**Texto fornecido**

A política oferece-nos por vezes situações em que a realidade supera a ficção. Quando se pensava que a trapalhada à volta da TAP já tinha tido de tudo — um resgate bilionário, despedimentos polémicos, audições parlamentares de inquérito, quedas de membros do governo, pancadaria em gabinetes ministeriais — eis que um novo capítulo se revela: a TAP desfez de alto a baixo a reputação e o bom nome profissional da sua ex-CEO, Christine Ourmières-Widener. Em resposta ao pedido de indemnização (5,9 milhões de euros) da ex-CEO da TAP, a empresa expôs a sua argumentação para rejeitar tal indemnização. Ora, nessa argumentação, a TAP não faz a coisa por menos: destrói completamente o trabalho da ex-CEO, desvaloriza o seu papel na empresa, acusa-a de crimes, aponta-lhe conflitos de interesses e, a cereja no topo do bolo, informa que Christine Ourmières-Widener “nunca foi trabalhadora” da companhia aérea.

No detalhe, reportado pelo jornal ECO, o insólito ganha maiores proporções. A TAP desconsidera o desempenho da ex-CEO, afirmando que as suas experiências “foram tudo menos um sucesso” e que os lucros obtidos não se deveram a ela, mas sim à recuperação precoce e global do sector da aviação. A TAP indica que Ourmières-Widener, obrigada à exclusividade, acumulava várias funções noutras entidades, tais como uma consultora de viagens (O&W Partners), uma empresa de inovação aeronáutica (ZeroAvia) e um instituto governamental do Reino Unido (MetOffice). A TAP acusa também a ex-CEO de promover conflitos de interesses, ao colocar a companhia aérea a negociar com a Zamna (empresa israelita onde trabalhava o marido) a aquisição de uma solução tecnológica para validação de dados de passageiros. Informa ainda que esse negócio não avançou devido à intervenção da então administadora Alexandra Reis, facto que terá gerado animosidade entre ambas e conduzido à decisão da ex-CEO de despedir Alexandra Reis — uma decisão que a TAP declara ter sido feita “à revelia” da administração e através de “um acordo ilegal e para o qual [a ex-CEO] não tinha poderes”. Ou seja, o retrato traçado dificilmente poderia ser pior: para além de incompetência, a TAP descreve a sua ex-CEO como alguém que geriu a empresa motivada por ganhos pessoais.

**Material fornecido**
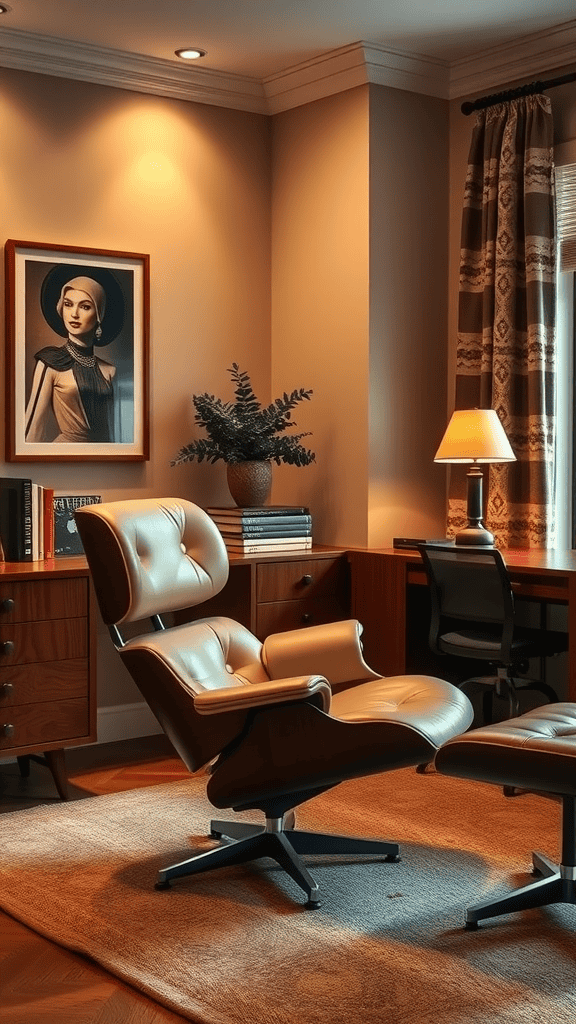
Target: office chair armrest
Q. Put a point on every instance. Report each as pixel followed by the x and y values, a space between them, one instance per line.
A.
pixel 332 649
pixel 262 694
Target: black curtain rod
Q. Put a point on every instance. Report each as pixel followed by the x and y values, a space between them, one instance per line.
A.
pixel 523 90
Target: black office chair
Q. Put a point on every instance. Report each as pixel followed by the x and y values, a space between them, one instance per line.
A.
pixel 472 616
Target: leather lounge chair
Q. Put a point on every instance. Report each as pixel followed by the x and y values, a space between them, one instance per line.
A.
pixel 264 718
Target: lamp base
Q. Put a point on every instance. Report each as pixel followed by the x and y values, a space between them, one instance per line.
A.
pixel 475 537
pixel 475 534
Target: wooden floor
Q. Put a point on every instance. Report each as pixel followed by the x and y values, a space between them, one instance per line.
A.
pixel 41 983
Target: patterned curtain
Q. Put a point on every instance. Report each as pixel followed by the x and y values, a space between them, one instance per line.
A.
pixel 506 315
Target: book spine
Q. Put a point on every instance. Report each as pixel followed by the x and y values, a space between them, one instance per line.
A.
pixel 256 549
pixel 259 513
pixel 48 522
pixel 35 520
pixel 16 517
pixel 274 531
pixel 255 525
pixel 27 519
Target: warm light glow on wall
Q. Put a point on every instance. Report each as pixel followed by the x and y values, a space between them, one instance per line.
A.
pixel 156 170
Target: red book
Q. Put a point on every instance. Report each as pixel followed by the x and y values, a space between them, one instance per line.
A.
pixel 48 522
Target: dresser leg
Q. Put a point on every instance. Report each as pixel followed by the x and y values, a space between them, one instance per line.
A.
pixel 56 763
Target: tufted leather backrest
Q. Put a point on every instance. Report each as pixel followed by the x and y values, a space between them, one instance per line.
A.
pixel 151 555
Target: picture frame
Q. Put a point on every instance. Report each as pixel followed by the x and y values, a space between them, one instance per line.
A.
pixel 77 353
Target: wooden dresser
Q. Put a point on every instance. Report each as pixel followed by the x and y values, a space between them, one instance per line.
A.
pixel 47 662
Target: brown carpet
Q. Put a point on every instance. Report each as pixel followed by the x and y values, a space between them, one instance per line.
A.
pixel 237 947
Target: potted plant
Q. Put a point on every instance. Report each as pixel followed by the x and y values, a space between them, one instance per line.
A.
pixel 247 436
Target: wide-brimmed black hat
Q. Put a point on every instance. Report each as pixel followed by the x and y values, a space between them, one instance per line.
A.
pixel 53 283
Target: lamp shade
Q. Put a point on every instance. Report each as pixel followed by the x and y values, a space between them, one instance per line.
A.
pixel 475 435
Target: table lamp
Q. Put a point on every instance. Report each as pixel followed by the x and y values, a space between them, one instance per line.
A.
pixel 475 435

**Lista de tarefas**
1 - No texto sobre a TAP, qual é o valor da indemnização pedida pela ex-CEO?
2 - Prossiga o texto sobre a TAP a partir do ponto em que termina.
A listagem provém de uma fonte diferente.

**Conjunto de respostas**
1 - 5,9 milhões de euros.

2 -
Só que o caso consegue mesmo ser ainda pior. A TAP chega ao ponto de elucidar que Christine Ourmières-Widener não tinha qualquer contrato de trabalho com a companhia aérea e que o seu vínculo era precário e poderia “cessar a qualquer momento”. Ou seja, a ex-CEO exerceu funções de alta responsabilidade em violação do Estatuto do Gestor Público, pois não existia contrato de gestão com os accionistas da empresa e com o Ministério das Infraestruturas. Aliás, a TAP alega que o único vínculo existente era um “directorship agreement”, que “nunca foi ratificado em Assembleia-Geral ou por uma Comissão de Vencimentos”. Para acabar em beleza: até o salário auferido por Christine Ourmières-Widener foi considerado ilegal, por superar (largamente) o do CEO anterior, num contexto em que a empresa estava impedida de aumentar remunerações por estar sob regime de “situação económica difícil”, decretado pelo Governo.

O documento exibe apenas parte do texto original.